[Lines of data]
::::::::::

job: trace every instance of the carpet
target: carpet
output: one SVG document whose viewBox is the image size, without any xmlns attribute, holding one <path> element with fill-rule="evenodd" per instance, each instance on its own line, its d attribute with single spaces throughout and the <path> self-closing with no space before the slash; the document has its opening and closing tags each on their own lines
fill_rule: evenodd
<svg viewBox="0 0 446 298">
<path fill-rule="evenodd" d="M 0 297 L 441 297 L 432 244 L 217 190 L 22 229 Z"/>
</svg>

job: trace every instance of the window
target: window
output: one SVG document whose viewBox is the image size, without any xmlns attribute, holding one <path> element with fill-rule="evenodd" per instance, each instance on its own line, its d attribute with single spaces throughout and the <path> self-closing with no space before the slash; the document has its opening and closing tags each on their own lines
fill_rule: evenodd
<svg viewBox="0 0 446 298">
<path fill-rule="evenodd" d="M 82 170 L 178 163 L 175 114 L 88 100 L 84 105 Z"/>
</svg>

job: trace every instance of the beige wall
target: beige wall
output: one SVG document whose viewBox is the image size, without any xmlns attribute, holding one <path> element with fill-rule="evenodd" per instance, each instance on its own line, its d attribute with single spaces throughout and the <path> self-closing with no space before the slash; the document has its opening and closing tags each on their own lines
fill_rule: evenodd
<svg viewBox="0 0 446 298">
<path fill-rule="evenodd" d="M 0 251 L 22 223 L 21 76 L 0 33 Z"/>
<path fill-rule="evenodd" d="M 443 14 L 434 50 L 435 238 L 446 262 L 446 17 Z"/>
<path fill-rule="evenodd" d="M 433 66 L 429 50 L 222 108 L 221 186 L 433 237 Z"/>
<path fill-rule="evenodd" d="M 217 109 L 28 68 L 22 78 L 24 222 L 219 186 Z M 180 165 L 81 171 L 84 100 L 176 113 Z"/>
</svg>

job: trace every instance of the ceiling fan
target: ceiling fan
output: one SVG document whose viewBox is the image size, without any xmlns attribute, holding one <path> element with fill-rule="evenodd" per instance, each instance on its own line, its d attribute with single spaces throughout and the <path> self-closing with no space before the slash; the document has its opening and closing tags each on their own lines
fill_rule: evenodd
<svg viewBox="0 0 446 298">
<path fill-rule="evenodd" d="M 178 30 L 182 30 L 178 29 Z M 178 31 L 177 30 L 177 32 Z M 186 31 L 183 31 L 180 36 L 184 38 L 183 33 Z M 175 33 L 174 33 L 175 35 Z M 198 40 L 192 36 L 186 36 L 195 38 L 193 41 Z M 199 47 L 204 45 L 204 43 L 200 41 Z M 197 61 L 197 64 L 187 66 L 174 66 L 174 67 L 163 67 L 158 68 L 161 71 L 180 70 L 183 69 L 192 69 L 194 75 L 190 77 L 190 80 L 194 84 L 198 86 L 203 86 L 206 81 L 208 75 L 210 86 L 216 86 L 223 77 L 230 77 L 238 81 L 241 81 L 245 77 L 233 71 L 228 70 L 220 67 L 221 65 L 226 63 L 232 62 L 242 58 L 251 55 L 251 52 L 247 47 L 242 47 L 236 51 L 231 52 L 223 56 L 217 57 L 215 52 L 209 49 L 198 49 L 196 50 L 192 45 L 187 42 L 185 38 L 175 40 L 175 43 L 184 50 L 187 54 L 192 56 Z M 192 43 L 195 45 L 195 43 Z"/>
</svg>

::::::::::

**Exercise brief**
Reproduce every line of the material above without any alteration, from the first line to the last.

**Response for this exercise**
job: trace every instance of the carpet
target: carpet
output: one SVG document whose viewBox is the image size, without any xmlns attribute, holding one <path> element with fill-rule="evenodd" per instance, each instance on its own line, its d attribute with single spaces throughout and the <path> self-closing with no space before the slash; the document has its opening and closing tags each on their own lines
fill_rule: evenodd
<svg viewBox="0 0 446 298">
<path fill-rule="evenodd" d="M 0 297 L 441 297 L 432 244 L 217 190 L 22 229 Z"/>
</svg>

job: trace every instance of the window
target: window
output: one SVG document whose viewBox is the image size, without any xmlns attribute, holding one <path> element with fill-rule="evenodd" per instance, each instance on its own line, its d attribute with single spaces throughout and the <path> self-closing with no space before the slash; the document has its opening and closing tags each on their own lines
fill_rule: evenodd
<svg viewBox="0 0 446 298">
<path fill-rule="evenodd" d="M 82 170 L 178 163 L 175 114 L 88 100 L 84 105 Z"/>
</svg>

job: trace every instance of the beige wall
target: beige wall
output: one SVG document whose viewBox is the image size, without any xmlns attribute, holding one <path> element with fill-rule="evenodd" per instance, each instance on its own line, its d attribute with single spaces throughout and the <path> self-closing with no space before the slash; the document has its opening and closing tags each on their own lines
fill_rule: evenodd
<svg viewBox="0 0 446 298">
<path fill-rule="evenodd" d="M 0 251 L 22 223 L 21 76 L 0 33 Z"/>
<path fill-rule="evenodd" d="M 443 14 L 434 50 L 435 238 L 446 262 L 446 17 Z"/>
<path fill-rule="evenodd" d="M 433 66 L 429 50 L 222 108 L 221 186 L 433 237 Z"/>
<path fill-rule="evenodd" d="M 217 109 L 28 68 L 22 78 L 24 222 L 219 186 Z M 180 165 L 81 171 L 84 100 L 176 113 Z"/>
</svg>

job: trace every instance of the ceiling fan
target: ceiling fan
output: one SVG document whose viewBox is the image size, without any xmlns attribute, holding one <path> element with fill-rule="evenodd" per instance, each instance on its own line, its d attribute with single spaces throughout and the <path> self-closing with no space before the slash; the document has its opening and closing tags each on their own lines
fill_rule: evenodd
<svg viewBox="0 0 446 298">
<path fill-rule="evenodd" d="M 178 30 L 182 30 L 178 29 Z M 178 31 L 177 30 L 177 32 Z M 186 31 L 183 31 L 180 36 L 184 38 L 183 33 Z M 175 33 L 174 33 L 175 35 Z M 198 40 L 192 36 L 186 36 L 195 38 L 193 41 Z M 199 47 L 204 45 L 204 43 L 200 41 Z M 197 61 L 197 64 L 187 66 L 174 66 L 174 67 L 163 67 L 158 68 L 161 71 L 180 70 L 183 69 L 192 69 L 194 75 L 190 77 L 190 80 L 194 84 L 198 86 L 203 86 L 206 81 L 208 75 L 210 86 L 216 86 L 223 77 L 230 77 L 238 81 L 241 81 L 245 77 L 233 71 L 228 70 L 220 67 L 221 65 L 226 63 L 232 62 L 242 58 L 251 55 L 251 52 L 247 47 L 242 47 L 236 51 L 231 52 L 223 56 L 217 57 L 215 52 L 209 49 L 198 49 L 196 50 L 192 45 L 187 42 L 185 38 L 175 40 L 175 43 L 184 50 L 187 54 L 192 56 Z M 192 43 L 195 45 L 195 43 Z"/>
</svg>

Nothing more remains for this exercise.